What this task involves:
Give back exactly the line containing "Final QA check: confirm every car windshield" together with all the lines after it, ending at the final line below.

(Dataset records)
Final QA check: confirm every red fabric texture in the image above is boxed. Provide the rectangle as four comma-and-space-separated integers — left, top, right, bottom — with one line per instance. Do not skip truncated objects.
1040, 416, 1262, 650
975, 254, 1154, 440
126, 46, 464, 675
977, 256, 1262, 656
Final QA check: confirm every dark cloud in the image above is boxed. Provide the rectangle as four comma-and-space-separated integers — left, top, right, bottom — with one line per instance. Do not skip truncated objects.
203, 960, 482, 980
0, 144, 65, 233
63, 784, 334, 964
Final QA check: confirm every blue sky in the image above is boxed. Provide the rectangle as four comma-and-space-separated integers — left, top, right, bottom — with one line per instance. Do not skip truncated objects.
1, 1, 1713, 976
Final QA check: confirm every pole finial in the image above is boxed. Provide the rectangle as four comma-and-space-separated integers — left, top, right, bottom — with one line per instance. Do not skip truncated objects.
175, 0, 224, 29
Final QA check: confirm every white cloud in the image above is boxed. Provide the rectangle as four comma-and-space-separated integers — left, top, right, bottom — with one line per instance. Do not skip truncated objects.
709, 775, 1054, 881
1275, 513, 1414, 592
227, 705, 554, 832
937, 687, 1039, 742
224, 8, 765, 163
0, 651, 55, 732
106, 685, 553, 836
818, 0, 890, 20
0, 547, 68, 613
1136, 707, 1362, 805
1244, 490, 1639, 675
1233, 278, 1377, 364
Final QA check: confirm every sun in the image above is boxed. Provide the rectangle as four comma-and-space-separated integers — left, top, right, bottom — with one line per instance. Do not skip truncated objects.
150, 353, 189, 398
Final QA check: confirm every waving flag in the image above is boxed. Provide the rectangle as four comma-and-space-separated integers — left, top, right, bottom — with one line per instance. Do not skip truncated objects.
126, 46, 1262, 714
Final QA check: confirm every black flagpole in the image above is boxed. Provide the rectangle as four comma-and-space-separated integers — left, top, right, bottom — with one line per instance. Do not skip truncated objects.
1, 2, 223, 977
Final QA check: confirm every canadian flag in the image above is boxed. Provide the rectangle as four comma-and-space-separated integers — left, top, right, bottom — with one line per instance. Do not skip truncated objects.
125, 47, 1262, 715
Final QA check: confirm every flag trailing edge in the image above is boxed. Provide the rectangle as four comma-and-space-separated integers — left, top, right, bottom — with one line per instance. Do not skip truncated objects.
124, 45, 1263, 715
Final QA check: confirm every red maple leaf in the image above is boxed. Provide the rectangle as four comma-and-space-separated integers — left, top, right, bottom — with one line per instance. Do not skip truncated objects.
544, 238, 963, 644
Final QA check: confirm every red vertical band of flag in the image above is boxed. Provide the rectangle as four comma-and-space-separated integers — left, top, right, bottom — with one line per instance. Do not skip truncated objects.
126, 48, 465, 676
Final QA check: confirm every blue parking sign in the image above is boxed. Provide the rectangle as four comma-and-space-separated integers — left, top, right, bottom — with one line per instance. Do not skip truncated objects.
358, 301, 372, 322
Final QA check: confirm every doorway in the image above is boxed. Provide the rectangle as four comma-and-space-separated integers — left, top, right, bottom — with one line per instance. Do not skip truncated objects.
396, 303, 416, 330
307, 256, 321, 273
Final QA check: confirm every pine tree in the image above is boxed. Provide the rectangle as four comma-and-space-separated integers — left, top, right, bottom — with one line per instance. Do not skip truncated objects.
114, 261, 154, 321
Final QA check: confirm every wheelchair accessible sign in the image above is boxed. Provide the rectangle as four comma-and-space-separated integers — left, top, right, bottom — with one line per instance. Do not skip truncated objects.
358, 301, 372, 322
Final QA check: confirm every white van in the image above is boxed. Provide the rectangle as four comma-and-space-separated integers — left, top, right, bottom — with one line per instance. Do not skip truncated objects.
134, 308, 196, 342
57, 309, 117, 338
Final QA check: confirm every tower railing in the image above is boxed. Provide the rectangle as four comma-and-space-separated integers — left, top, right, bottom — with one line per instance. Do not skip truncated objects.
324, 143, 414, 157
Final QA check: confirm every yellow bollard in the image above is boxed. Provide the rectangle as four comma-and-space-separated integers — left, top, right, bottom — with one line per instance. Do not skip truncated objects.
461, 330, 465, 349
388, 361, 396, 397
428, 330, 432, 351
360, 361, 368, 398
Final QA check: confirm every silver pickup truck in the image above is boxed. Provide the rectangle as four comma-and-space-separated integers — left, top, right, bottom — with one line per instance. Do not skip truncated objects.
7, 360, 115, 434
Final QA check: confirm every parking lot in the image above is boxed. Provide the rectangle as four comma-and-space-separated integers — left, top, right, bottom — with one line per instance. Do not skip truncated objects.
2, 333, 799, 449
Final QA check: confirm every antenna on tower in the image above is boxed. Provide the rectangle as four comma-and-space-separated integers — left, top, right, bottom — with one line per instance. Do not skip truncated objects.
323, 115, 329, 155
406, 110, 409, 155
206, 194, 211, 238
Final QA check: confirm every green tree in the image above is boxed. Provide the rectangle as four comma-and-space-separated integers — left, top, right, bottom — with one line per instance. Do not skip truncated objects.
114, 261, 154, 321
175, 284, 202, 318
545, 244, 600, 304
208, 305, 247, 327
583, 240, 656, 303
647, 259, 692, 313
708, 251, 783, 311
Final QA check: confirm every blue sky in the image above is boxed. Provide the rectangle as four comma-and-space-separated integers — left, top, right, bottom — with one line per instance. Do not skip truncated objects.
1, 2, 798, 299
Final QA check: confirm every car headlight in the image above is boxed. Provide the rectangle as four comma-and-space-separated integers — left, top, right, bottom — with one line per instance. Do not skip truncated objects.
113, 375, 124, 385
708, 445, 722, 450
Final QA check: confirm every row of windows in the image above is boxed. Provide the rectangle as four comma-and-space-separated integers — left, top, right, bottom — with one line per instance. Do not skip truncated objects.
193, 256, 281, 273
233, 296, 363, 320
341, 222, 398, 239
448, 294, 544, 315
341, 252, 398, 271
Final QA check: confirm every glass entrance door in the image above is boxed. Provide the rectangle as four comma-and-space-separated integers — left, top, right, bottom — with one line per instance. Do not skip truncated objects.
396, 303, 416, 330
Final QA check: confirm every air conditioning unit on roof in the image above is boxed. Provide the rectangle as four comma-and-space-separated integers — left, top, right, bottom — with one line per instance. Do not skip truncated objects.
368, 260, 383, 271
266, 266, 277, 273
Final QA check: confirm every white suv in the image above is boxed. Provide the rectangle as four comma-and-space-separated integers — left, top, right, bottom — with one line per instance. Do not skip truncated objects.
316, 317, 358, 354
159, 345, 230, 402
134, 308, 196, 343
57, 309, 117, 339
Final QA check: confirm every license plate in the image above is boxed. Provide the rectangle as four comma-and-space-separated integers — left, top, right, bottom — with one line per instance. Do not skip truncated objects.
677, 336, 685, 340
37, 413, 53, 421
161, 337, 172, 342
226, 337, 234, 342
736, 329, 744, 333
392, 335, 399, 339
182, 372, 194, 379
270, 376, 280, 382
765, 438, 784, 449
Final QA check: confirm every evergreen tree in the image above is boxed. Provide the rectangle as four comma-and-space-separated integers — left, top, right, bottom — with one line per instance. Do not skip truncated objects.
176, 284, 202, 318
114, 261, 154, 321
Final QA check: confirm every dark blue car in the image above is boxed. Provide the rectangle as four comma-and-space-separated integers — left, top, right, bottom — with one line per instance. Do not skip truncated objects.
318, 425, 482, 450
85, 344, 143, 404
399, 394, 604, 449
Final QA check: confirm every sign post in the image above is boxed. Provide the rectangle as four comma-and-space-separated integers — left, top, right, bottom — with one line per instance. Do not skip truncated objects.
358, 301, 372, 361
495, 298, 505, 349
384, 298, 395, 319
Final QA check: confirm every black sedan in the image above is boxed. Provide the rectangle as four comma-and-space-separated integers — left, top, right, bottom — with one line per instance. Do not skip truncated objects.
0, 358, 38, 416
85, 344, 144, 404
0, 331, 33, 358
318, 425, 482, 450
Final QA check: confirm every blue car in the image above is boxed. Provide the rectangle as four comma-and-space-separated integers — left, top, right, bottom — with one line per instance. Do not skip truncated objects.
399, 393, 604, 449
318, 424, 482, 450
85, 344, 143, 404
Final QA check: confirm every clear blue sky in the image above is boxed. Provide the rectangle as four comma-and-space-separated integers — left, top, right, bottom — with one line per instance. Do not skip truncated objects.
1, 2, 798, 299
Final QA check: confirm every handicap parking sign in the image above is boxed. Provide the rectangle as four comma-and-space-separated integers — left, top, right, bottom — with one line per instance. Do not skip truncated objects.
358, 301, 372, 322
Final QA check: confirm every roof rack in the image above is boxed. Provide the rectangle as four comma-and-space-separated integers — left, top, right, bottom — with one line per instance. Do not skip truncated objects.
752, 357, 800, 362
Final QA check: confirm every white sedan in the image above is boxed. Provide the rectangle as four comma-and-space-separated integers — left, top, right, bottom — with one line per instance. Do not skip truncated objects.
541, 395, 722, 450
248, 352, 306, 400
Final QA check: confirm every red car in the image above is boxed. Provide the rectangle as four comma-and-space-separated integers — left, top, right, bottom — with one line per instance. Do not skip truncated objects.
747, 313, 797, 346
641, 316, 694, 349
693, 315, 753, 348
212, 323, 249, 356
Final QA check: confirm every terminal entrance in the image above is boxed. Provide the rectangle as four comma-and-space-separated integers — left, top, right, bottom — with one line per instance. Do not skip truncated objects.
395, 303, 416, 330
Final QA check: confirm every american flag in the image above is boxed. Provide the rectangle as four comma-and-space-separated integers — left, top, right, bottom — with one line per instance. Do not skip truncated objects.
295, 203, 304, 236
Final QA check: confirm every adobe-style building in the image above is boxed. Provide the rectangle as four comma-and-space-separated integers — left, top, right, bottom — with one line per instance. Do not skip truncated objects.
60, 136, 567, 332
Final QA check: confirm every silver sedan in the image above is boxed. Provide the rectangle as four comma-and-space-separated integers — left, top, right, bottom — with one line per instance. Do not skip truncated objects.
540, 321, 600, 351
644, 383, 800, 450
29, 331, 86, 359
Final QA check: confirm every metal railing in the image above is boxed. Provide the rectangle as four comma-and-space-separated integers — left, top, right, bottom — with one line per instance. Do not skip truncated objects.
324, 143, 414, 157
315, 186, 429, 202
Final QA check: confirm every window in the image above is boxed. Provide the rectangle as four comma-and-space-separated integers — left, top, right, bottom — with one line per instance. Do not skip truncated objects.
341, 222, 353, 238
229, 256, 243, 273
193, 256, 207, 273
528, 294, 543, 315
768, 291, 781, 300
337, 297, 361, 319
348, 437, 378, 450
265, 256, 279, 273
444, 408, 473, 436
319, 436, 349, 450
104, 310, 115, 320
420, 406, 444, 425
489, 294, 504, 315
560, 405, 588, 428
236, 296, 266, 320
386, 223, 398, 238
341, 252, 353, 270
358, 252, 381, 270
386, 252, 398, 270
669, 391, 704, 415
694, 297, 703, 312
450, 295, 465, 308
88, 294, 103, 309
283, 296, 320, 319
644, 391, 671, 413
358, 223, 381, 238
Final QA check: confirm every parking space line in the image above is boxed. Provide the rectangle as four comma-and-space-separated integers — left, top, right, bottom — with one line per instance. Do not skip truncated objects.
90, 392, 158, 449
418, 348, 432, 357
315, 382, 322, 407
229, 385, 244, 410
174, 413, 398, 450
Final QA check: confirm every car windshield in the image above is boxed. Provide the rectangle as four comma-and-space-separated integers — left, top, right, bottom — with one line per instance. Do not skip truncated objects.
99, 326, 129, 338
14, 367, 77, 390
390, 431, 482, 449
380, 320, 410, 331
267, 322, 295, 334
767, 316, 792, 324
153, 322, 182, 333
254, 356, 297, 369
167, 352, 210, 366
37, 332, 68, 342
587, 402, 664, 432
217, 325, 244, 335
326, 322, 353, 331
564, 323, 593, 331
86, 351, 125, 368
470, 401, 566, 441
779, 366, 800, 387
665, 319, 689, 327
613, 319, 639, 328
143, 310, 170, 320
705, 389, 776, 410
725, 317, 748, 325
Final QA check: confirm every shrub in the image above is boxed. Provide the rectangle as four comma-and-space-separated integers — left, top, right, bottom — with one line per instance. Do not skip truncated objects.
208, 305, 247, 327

Result of this exercise:
Final QA check: confirm every car windshield in the image above is boxed. Provide the rectangle as four comma-and-space-separated integers — left, top, right, bottom — with one line per instance. Do not skip truncated objects.
99, 326, 129, 338
14, 367, 77, 390
390, 431, 482, 449
380, 320, 410, 331
267, 322, 295, 334
767, 316, 792, 324
153, 322, 182, 333
254, 356, 297, 369
167, 352, 210, 366
37, 332, 68, 342
587, 402, 664, 432
217, 325, 244, 335
326, 322, 353, 331
564, 323, 593, 331
86, 351, 125, 368
470, 401, 566, 441
779, 366, 800, 387
665, 319, 689, 327
613, 319, 639, 328
143, 310, 170, 320
705, 389, 776, 410
725, 317, 748, 325
Final QA check: confirm every shrub in the image above is boxed. Provide the rectangle as four comma-and-space-separated integers — left, top, right, bottom — with one line per instance. Do not skip truncated objects.
208, 305, 247, 327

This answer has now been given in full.